WHAT YOU ARE ASKED TO DO: Copy, from the entries below, each line where the word "towel" can be found.

━━━━━━━━━━━━━━━━━━━━

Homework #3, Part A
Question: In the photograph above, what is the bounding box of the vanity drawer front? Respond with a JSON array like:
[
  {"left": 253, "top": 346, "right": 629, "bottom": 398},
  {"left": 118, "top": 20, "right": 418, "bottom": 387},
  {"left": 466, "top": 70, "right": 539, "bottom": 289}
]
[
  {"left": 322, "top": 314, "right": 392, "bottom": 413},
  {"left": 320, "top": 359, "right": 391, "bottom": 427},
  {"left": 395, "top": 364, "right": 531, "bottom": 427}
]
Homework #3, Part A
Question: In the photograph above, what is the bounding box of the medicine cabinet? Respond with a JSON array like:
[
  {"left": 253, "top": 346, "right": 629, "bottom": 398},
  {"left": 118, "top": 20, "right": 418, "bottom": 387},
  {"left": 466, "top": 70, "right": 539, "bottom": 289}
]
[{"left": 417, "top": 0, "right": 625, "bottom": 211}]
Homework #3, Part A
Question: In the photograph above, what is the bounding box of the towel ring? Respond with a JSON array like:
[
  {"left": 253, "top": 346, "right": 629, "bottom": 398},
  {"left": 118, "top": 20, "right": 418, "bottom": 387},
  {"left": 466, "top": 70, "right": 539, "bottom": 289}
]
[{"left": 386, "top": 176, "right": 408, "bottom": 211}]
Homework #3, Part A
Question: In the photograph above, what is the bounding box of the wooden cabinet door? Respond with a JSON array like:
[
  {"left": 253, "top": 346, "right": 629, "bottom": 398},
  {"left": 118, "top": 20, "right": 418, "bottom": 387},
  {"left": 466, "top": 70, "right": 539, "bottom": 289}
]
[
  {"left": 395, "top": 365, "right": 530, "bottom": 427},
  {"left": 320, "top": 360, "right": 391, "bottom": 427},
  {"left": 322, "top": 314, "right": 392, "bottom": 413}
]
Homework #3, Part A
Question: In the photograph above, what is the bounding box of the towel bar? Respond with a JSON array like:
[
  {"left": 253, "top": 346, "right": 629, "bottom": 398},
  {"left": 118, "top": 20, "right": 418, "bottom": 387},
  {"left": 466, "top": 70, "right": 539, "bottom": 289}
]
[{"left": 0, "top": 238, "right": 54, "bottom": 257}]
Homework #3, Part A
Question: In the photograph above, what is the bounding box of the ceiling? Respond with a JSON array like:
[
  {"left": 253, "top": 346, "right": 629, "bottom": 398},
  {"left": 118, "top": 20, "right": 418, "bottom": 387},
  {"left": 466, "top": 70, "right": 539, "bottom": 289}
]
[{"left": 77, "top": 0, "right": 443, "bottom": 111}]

━━━━━━━━━━━━━━━━━━━━

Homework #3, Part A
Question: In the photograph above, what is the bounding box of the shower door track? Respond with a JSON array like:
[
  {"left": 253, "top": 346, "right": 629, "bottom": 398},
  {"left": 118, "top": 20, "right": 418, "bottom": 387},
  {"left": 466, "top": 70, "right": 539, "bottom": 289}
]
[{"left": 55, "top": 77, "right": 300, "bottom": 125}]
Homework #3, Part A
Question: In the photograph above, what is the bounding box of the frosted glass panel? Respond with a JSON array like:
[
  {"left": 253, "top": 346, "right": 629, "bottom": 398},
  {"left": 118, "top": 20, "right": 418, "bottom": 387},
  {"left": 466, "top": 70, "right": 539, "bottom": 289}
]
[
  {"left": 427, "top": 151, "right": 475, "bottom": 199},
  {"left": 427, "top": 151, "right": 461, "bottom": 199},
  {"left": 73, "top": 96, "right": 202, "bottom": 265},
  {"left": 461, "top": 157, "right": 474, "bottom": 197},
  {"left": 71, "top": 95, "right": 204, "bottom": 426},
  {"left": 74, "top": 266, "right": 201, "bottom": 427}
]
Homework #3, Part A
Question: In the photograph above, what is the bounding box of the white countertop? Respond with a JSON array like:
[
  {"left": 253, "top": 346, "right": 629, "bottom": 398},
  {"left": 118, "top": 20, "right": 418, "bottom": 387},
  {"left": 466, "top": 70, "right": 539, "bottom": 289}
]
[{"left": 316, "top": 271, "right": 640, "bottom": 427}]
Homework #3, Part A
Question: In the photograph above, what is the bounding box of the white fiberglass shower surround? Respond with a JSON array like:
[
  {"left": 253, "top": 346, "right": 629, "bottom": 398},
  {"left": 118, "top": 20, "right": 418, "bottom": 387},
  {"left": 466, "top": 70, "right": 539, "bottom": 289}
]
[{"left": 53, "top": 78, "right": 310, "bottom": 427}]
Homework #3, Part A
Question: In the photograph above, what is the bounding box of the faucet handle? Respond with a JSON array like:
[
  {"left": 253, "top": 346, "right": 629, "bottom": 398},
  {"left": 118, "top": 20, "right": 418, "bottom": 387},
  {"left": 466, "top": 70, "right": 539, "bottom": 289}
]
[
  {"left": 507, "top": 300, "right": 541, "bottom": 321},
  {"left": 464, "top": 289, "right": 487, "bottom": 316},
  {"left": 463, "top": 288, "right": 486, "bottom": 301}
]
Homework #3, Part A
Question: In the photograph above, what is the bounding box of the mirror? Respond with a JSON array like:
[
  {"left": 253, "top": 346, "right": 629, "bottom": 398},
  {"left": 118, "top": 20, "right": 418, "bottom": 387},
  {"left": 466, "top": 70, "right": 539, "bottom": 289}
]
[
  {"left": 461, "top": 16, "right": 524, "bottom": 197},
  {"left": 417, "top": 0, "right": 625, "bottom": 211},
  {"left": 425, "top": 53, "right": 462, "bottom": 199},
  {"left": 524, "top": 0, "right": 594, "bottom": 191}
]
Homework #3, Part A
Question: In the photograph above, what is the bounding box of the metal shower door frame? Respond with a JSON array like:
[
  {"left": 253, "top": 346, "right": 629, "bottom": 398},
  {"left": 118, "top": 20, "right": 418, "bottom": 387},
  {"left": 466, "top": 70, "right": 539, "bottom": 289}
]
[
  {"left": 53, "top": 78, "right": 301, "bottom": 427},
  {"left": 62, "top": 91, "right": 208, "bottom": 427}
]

━━━━━━━━━━━━━━━━━━━━

COMPLETED TASK:
Question: In the photograph above, what is the bounding box of the towel ring? Respond with a JSON array like:
Question: In the photograph above, what is the bounding box of the towel bar? Respond with a JSON array like:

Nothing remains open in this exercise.